*** Selected excerpt ***

Completion of key pieces of work within the STAAR-SA program (State Action On Avoidable Re-hospitalisations And Unplanned Admission: An Integrated Knowledge Translation Project Across SA) has highlighted areas of immediate action for improving care transitions for older people that Flinders University’s Caring Futures Institute is acting swiftly to remedy.
Two new projects that are building on the work that the STAAR-SA program identified are being led by Flinders University geriatrician Dr Craig Whitehead for SALHN (the Southern Adelaide Local Health Network), and by Flinders University’s Professor Maria Crotty (Professor of Rehabilitation and Aged Care) working as a rehab physician at SALHN.
“It has given us a stepping stone to the future work that needs to be done, to improve the current situation and avoid unnecessary hospitalisations for older people,” explains Professor Gillian Harvey, Matthew Flinders Fellow at the Flinders Caring Futures Institute and an instrumental researcher in the STAAR-SA program.
Acute problems that the STAAR-SA findings identified are clear: 22% of older South Australians (aged 65+) were hospitalised unexpectedly within 90 days of an ACAT (aged care eligibility) assessment. Hospital stays are short and readmission rates are high. Evidence-based strategies that improve older patients’ experiences and reduce hospital readmissions are not consistently applied.

***

_Required work_
Using the text on the STAAR-SA program, explain why Flinders University's Caring Futures Institute is acting swiftly. Answer in one to three sentences.

*** Information provided ***

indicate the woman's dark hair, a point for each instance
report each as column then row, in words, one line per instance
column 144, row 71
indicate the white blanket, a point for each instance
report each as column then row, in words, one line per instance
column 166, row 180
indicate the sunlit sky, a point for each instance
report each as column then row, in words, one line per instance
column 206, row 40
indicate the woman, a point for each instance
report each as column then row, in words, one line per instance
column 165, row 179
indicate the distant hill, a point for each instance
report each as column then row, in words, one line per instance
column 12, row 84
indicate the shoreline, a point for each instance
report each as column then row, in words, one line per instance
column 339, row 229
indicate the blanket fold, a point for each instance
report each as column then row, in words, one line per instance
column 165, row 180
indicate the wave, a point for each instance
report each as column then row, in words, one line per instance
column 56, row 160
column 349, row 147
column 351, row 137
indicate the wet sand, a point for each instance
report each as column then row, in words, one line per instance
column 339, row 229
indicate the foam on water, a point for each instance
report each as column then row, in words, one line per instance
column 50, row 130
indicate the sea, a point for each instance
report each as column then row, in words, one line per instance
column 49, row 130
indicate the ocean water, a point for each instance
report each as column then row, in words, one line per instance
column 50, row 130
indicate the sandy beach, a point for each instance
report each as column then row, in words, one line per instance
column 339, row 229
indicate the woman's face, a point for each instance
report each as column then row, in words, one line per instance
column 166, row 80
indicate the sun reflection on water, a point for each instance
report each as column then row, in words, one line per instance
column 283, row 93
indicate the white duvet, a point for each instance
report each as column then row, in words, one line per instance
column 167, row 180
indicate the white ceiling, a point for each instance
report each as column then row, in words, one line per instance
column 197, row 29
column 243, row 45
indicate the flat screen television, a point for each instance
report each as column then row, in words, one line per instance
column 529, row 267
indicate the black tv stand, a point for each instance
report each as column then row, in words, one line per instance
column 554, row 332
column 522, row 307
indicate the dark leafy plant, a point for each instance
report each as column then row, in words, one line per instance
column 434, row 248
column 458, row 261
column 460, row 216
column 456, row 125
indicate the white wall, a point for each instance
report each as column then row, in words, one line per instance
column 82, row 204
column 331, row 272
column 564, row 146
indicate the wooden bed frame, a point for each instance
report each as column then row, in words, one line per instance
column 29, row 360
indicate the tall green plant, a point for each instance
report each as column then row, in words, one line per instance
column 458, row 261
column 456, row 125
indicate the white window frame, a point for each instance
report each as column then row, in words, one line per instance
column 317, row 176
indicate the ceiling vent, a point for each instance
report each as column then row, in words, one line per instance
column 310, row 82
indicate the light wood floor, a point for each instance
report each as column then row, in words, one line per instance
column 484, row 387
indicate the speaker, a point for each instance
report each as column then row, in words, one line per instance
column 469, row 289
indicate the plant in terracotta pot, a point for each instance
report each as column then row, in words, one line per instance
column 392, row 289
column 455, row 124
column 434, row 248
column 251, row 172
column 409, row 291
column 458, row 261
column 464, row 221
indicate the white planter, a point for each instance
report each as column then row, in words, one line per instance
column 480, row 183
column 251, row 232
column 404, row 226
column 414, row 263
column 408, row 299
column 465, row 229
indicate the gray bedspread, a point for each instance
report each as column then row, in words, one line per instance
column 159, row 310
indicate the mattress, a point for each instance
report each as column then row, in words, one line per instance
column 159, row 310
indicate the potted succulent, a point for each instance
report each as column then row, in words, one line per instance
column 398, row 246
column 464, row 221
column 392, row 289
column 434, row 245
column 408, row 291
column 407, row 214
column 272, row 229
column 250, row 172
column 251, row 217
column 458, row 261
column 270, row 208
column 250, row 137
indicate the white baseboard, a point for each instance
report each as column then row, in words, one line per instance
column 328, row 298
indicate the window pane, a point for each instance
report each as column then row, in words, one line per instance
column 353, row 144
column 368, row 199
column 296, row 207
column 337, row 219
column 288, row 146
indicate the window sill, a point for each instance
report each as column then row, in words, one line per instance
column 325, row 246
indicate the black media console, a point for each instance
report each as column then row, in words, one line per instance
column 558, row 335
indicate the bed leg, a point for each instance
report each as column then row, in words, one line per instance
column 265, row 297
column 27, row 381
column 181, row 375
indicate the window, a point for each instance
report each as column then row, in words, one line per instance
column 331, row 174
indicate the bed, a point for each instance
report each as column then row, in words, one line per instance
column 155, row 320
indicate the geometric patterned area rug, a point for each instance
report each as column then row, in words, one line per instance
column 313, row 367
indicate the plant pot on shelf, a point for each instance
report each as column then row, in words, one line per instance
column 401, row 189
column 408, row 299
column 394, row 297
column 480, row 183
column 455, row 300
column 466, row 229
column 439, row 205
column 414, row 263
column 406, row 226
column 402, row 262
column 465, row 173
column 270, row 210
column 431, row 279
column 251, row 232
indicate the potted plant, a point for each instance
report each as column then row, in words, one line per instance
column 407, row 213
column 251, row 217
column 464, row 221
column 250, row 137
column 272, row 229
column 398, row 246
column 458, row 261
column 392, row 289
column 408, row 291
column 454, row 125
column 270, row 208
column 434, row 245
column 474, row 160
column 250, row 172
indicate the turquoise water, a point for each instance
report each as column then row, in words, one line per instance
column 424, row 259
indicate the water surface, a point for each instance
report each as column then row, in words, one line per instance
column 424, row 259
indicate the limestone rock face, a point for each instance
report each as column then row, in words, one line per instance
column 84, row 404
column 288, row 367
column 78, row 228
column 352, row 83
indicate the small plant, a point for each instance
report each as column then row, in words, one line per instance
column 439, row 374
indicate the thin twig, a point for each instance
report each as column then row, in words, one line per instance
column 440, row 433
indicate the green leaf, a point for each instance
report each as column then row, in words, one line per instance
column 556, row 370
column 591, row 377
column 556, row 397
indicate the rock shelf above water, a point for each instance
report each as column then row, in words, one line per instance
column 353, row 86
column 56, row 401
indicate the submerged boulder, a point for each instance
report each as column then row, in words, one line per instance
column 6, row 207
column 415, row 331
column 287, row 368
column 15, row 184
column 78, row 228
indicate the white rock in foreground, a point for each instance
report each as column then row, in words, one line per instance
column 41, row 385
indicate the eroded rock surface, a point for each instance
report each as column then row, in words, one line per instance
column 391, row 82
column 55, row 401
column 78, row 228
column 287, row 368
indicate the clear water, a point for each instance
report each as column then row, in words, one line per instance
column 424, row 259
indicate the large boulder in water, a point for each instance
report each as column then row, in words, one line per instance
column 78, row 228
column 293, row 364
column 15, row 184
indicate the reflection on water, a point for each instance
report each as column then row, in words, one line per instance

***

_Task result_
The institute is acting swiftly because completing key pieces of work within the STAAR-SA program highlighted areas that need immediate action to improve care transitions for older people. Those findings showed that 22% of South Australians aged 65 and over were hospitalised unexpectedly within 90 days of an ACAT assessment, that readmission rates are high, and that evidence-based strategies to reduce readmissions are not consistently applied.